Source material:

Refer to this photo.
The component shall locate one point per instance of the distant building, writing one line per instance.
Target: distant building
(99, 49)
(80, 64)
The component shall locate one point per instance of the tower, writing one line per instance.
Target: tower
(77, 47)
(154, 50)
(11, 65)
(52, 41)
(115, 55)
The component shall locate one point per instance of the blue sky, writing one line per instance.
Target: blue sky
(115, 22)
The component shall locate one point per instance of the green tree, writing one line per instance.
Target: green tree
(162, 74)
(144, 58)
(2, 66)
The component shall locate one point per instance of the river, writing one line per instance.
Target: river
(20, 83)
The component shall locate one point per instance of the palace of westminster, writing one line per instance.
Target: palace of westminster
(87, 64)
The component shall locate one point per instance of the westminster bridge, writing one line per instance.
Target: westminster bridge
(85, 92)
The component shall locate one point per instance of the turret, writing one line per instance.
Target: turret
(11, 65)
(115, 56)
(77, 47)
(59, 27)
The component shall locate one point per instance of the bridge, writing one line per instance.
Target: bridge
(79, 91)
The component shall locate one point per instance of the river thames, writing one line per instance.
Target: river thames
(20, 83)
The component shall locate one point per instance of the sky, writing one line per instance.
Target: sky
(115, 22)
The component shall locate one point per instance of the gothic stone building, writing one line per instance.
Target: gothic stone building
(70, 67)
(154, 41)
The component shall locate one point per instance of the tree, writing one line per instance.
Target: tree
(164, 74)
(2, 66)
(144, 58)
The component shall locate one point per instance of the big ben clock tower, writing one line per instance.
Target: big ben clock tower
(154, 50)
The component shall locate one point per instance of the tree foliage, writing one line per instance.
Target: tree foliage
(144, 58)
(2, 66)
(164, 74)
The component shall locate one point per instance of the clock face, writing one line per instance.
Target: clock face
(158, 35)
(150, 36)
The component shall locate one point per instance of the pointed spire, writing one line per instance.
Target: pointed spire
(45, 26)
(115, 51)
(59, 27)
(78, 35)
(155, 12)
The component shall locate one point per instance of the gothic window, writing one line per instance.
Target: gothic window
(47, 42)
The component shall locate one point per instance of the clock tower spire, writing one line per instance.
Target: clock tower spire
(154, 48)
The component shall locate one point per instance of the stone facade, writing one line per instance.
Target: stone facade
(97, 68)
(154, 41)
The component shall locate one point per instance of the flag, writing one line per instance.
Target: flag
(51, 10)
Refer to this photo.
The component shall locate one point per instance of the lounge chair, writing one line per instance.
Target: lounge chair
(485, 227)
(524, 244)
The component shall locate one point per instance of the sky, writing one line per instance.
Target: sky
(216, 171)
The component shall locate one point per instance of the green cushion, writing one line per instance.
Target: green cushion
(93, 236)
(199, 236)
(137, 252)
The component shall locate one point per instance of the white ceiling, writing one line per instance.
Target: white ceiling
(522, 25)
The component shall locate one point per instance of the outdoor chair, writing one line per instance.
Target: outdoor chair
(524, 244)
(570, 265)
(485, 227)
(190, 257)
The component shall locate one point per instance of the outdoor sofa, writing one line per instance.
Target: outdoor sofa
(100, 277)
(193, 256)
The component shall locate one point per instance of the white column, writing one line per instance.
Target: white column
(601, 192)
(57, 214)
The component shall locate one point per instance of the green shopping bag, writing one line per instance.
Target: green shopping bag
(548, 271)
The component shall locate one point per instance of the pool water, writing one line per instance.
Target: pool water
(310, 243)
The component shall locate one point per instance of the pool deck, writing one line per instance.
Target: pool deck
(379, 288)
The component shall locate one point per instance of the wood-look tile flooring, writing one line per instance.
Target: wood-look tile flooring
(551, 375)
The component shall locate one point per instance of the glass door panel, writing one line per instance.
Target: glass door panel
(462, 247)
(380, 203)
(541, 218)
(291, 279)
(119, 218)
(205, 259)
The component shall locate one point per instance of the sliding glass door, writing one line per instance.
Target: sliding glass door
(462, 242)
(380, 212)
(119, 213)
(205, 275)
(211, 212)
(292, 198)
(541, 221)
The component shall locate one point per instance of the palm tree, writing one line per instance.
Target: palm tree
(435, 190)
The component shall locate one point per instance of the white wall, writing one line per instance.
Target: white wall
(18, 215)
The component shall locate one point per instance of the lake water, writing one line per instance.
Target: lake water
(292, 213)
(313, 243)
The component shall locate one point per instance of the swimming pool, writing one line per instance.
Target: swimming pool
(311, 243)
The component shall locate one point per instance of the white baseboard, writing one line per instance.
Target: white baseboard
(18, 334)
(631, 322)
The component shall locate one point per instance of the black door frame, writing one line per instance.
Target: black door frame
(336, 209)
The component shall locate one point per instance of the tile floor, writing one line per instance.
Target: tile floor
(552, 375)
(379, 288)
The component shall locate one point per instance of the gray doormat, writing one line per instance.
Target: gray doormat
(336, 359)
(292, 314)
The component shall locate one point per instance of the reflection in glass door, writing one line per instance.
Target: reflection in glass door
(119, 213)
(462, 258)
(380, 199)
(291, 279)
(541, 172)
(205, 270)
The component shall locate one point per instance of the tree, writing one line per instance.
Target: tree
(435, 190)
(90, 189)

Short exercise:
Write out the data exactly as it stands.

Expected answer:
Refer to this photo.
The component shall locate one point per instance of the distant building, writing one line per instance.
Target: distant building
(99, 49)
(80, 64)
The component shall locate one point per instance of the tower, writing one line per instance.
Target: tower
(77, 47)
(154, 50)
(11, 65)
(52, 41)
(115, 55)
The component shall locate one point per instance of the blue sky, writing one line per instance.
Target: blue sky
(115, 22)
The component shall locate one point per instance of the green tree, writing one line per instance.
Target: green tree
(162, 74)
(144, 58)
(2, 66)
The component shall locate one point per instance of the river, writing one line per instance.
Target: river
(20, 83)
The component shall locate one point per instance of the palace of westminster, writing one line per instance.
Target: palace of westminster
(87, 64)
The component shall locate one point per instance of the westminster bridge, writing one line per instance.
Target: westminster bridge
(85, 92)
The component shall locate one point per instance of the turret, writing one line per instance.
Target: turret
(11, 65)
(115, 56)
(77, 47)
(59, 27)
The component shall locate one point per instance of the bridge, writing one line per instance.
Target: bridge
(79, 91)
The component shall locate one point per instance of the river thames, writing one line per instance.
Target: river thames
(20, 83)
The component shall locate one point per instance of the sky, writing one line per instance.
Target: sky
(115, 22)
The component shall locate one point per instance of the gothic stone building, writing one line per instance.
Target: gothic stone building
(70, 67)
(154, 41)
The component shall locate one point per instance of the tree, writing one line per instance.
Target: tree
(164, 74)
(2, 66)
(144, 58)
The component shall locate one point per instance of the big ben clock tower, writing one line per instance.
Target: big ben clock tower
(154, 50)
The component shall locate one point per instance of the tree foliage, writing one line per instance.
Target: tree foliage
(144, 58)
(2, 66)
(164, 74)
The component shall locate one point per instance of the clock face, writing one line per instance.
Target: clock face
(158, 35)
(150, 36)
The component shall locate one point per instance of the pointed spire, writing one line per instance.
Target: pointed spire
(45, 26)
(115, 51)
(59, 27)
(78, 35)
(155, 12)
The component shall locate one point per instance of the gothic window, writing one line per instance.
Target: gothic window
(47, 42)
The component shall locate one point per instance of the clock tower spire, writing one line per instance.
Target: clock tower spire
(154, 48)
The component shall locate one point per instance of the stone facade, writing one line per instance.
Target: stone facade
(97, 68)
(154, 41)
The component shall locate one point per instance of the flag, writing one line per instance.
Target: flag
(51, 10)
Refer to this photo.
The component shall locate one point per instance of the lounge chair, writing one line per instance.
Target: lounge chair
(485, 227)
(524, 244)
The component shall locate one point per instance of the sky, writing one line per instance.
Target: sky
(216, 171)
The component shall locate one point per instance of the green cushion, writing one line per instance.
Target: green cushion
(93, 236)
(199, 236)
(137, 252)
The component shall locate one point per instance of the white ceiling, writing one line per instance.
Target: white ceiling
(522, 25)
The component shall locate one point per instance of the outdoor chair, writing one line per instance.
Target: outdoor chair
(524, 244)
(570, 265)
(485, 227)
(190, 257)
The component shall locate one point per instance of the outdoor sofa, writing one line per instance.
Target: outdoor sofa
(100, 277)
(193, 256)
The component shall locate one point per instance of the white column, writing one line per instance.
Target: white column
(601, 192)
(57, 214)
The component shall locate one point per instance of the green shopping bag, writing one line per instance.
Target: green shopping bag
(548, 271)
The component shall locate one point per instance of the pool water, writing one line per instance.
Target: pool water
(310, 243)
The component shall locate one point per instance of the pool deck, writing one line per instance.
Target: pool deck
(379, 288)
The component shall locate one point per instance of the wood-look tile flooring, writing one line per instance.
Target: wood-look tile flooring
(551, 375)
The component shall locate one point per instance of the glass door panel, writing one line per instance.
Target: glass door panel
(462, 247)
(380, 203)
(541, 218)
(291, 279)
(119, 218)
(205, 259)
The component shall locate one point per instance of the sliding glass door, writing one line per instance.
Target: sliding glass door
(462, 242)
(380, 212)
(119, 213)
(205, 275)
(211, 212)
(292, 198)
(541, 221)
The component shall locate one point per instance of the palm tree, writing one line per instance.
Target: palm tree
(435, 190)
The component shall locate one point per instance of the white wall, writing one line per instance.
Target: white wall
(18, 215)
The component shall locate one point per instance of the lake water, writing one line per instance.
Target: lake water
(292, 213)
(313, 243)
The component shall locate one point per instance of the swimming pool, writing one line per instance.
Target: swimming pool
(311, 243)
The component shall locate one point per instance of the white baseboard, writing one line per instance.
Target: white baseboard
(18, 334)
(631, 322)
The component shall locate one point per instance of the black door frame, writing one line per instance.
Target: black door frame
(336, 209)
The component shall locate one point per instance of the tile floor, writing one line per instance.
Target: tile floor
(552, 375)
(379, 288)
The component shall locate one point per instance of the gray doormat, writing one line per instance.
Target: gray doormat
(336, 359)
(292, 314)
The component shall locate one point per instance of the reflection in glass door, writing one line per instance.
Target: reflection in glass door
(119, 213)
(462, 258)
(380, 199)
(291, 279)
(541, 172)
(205, 270)
The component shall locate one point per instance of the tree, writing one line per instance.
Target: tree
(435, 190)
(90, 189)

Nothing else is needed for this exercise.